### TEXT PROVIDED
.....

Eos’ second lover was the great hunter Orion, the most handsome of mortals and able to walk on water, which is symbolic of a very advanced seeker who masters the vital but has not yet completed a purification of the depths. The gods, who disapproved of unions between goddesses and mortals – for at the level of the overmind there cannot be a fertilisation of the pure by the impure – did not permit this love to carry on, and Artemis, the goddess of purification, was quick to slay Orion with her arrows. The latter would henceforth carry on with his task of hunting wild beasts in the kingdom of Hades, in the physical body.

But Eos’ most famous lover was Tithonus, the son of Laomedon the king of Troy, and therefore the brother of Priam. Eos asked Zeus to grant him immortality, but forgot to ask him to grant him eternal youth as well.
As long as Tithonus remained young they lived happily at the frontiers of the earth, at the shores of the currents of the Ocean.

.....

(Data items)
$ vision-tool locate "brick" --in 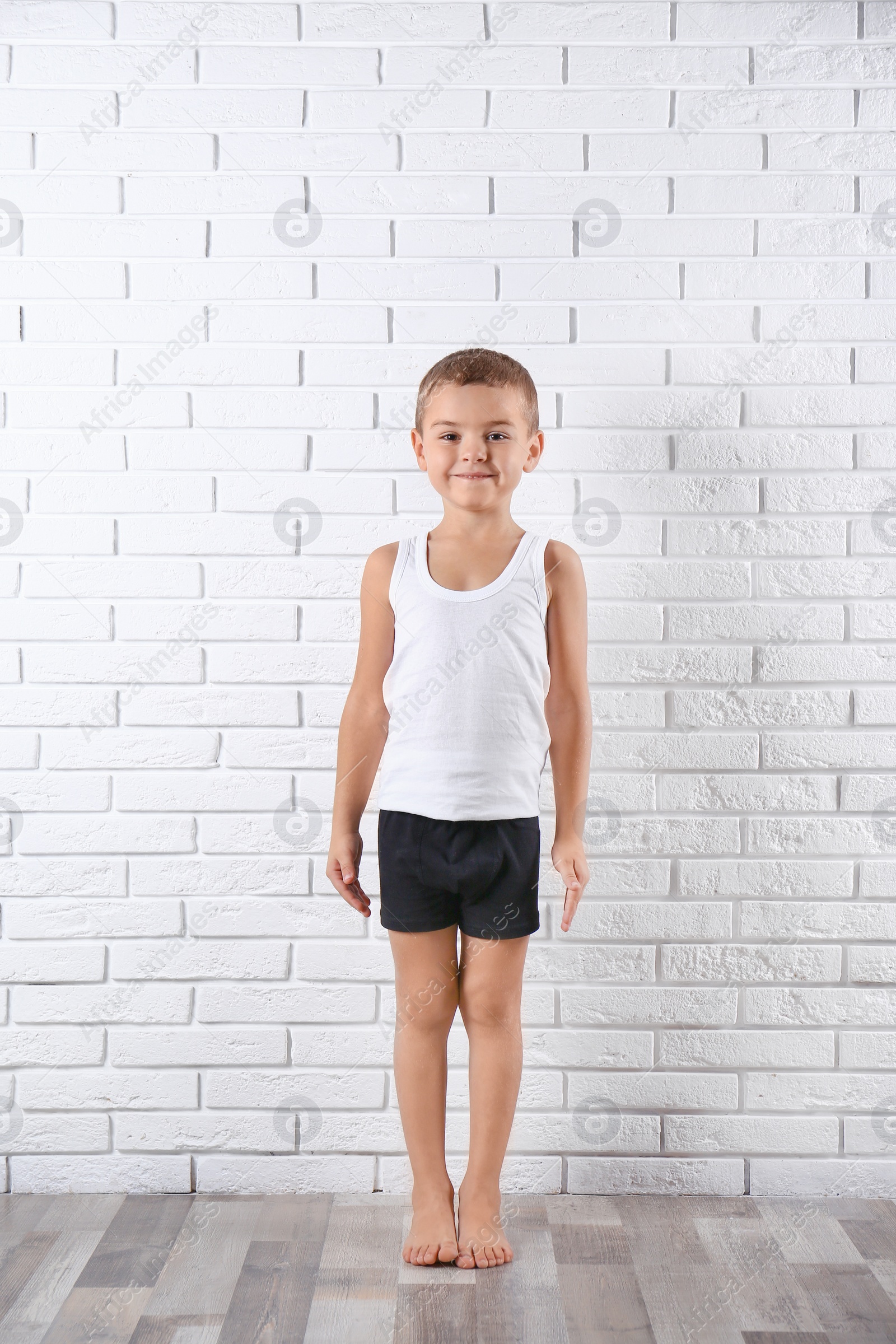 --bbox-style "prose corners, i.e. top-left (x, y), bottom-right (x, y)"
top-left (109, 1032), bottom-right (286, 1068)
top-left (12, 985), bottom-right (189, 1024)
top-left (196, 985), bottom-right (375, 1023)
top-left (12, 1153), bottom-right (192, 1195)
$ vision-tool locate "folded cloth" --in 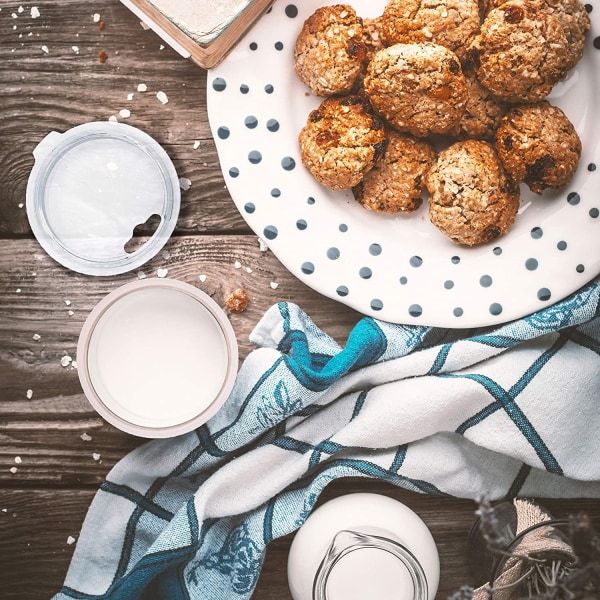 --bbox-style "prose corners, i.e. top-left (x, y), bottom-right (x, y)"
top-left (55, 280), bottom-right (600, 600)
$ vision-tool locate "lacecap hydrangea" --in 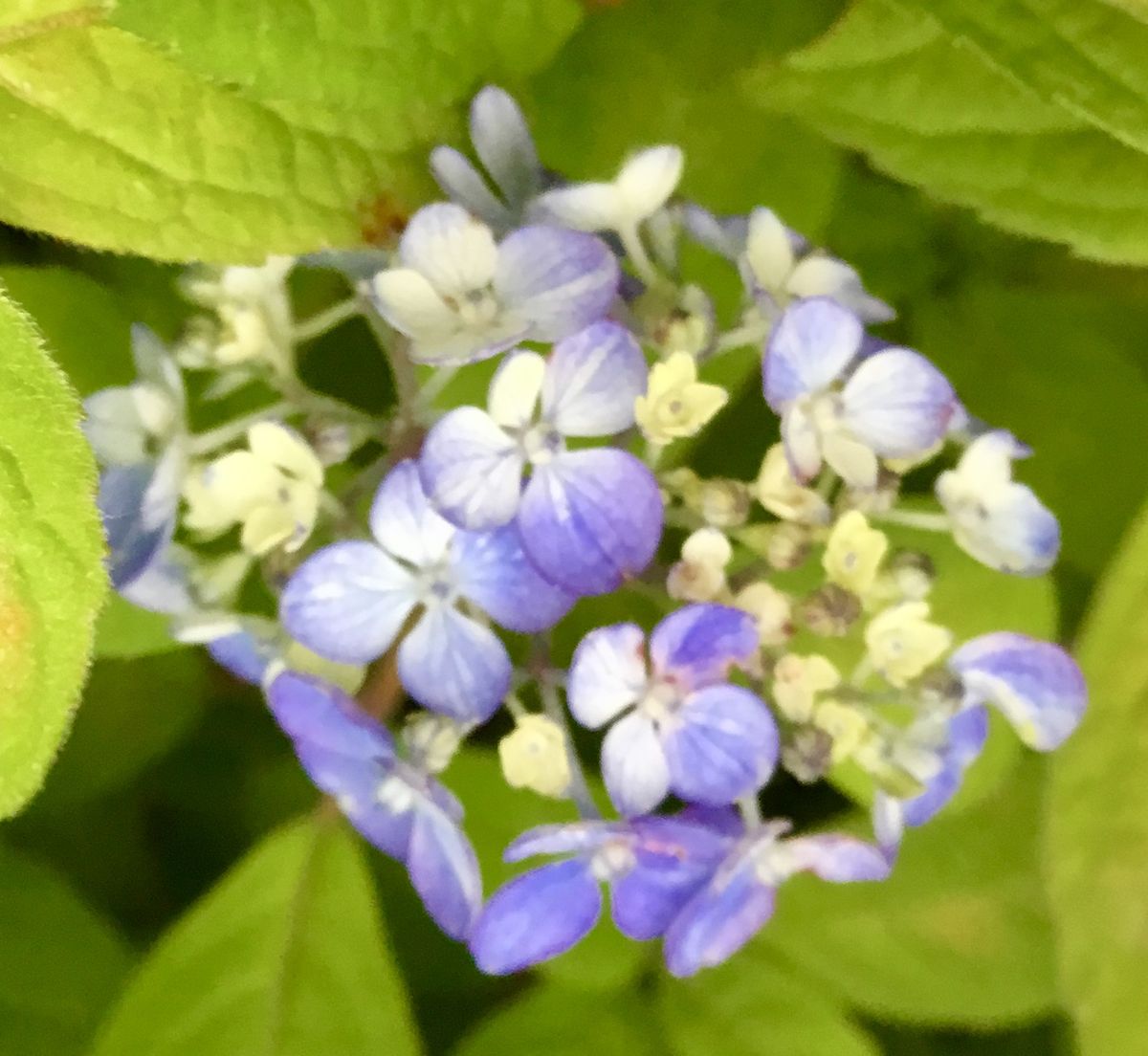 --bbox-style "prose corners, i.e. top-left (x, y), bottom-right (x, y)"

.....

### PROBLEMS TO WORK ON
1. Repeat the stretch of the passage about Eos and her lovers from "But Eos’ most" through "of the Ocean.", switching "immortality" to "eternal life".
2. Proceed with the passage about Eos and her lovers, picking up after its last sentence.

### RESULTS FOR THE EXERCISE
1.
But Eos’ most famous lover was Tithonus, the son of Laomedon the king of Troy, and therefore the brother of Priam. Eos asked Zeus to grant him eternal life, but forgot to ask him to grant him eternal youth as well.
As long as Tithonus remained young they lived happily at the frontiers of the earth, at the shores of the currents of the Ocean.

2.
Eos bore two children, Memnon and Emathion. The first became the king of the Ethiopians, and fought as an ally of the Trojans, and the second was slain by Heracles.
Then as time passed the ravages of age gradually reduced Tithonus into a larva, which Eos shut into a closed room in which he prattles eternally ever since.

Although this legend belongs to the Trojan cycle, we mention it here because it displays great similarities with that of Endymion, the lover of Selene who obtained immortality and eternal youth.
Tithonus was a Trojan hero, and therefore represents quite an advanced realisation in the conquest of the planes of the Spirit, associated with a refusal of transformation of the lower planes. This conforms to his name, (Τ+Θ+Ν), which indicates an evolution (Ν) of inner growth (Θ) on the plane of the spirit (Τ). But it is a realisation which ignores and sometimes even rejects matter.
Homer tells us that often dawn rises from the bed of Tithonus to bring day to gods and mortals, which is to say that the aspiration for what is new is oriented towards the planes of the spirit. What is ‘most advanced’ on the earth lies on the Trojan side, the side of this son of Laomedon, the brother of Priam.
Their two children Memnon and Emathion respectively represent ‘the memory of the Absolute’ or ‘aspiration’, and ‘a consciousness which stands within’.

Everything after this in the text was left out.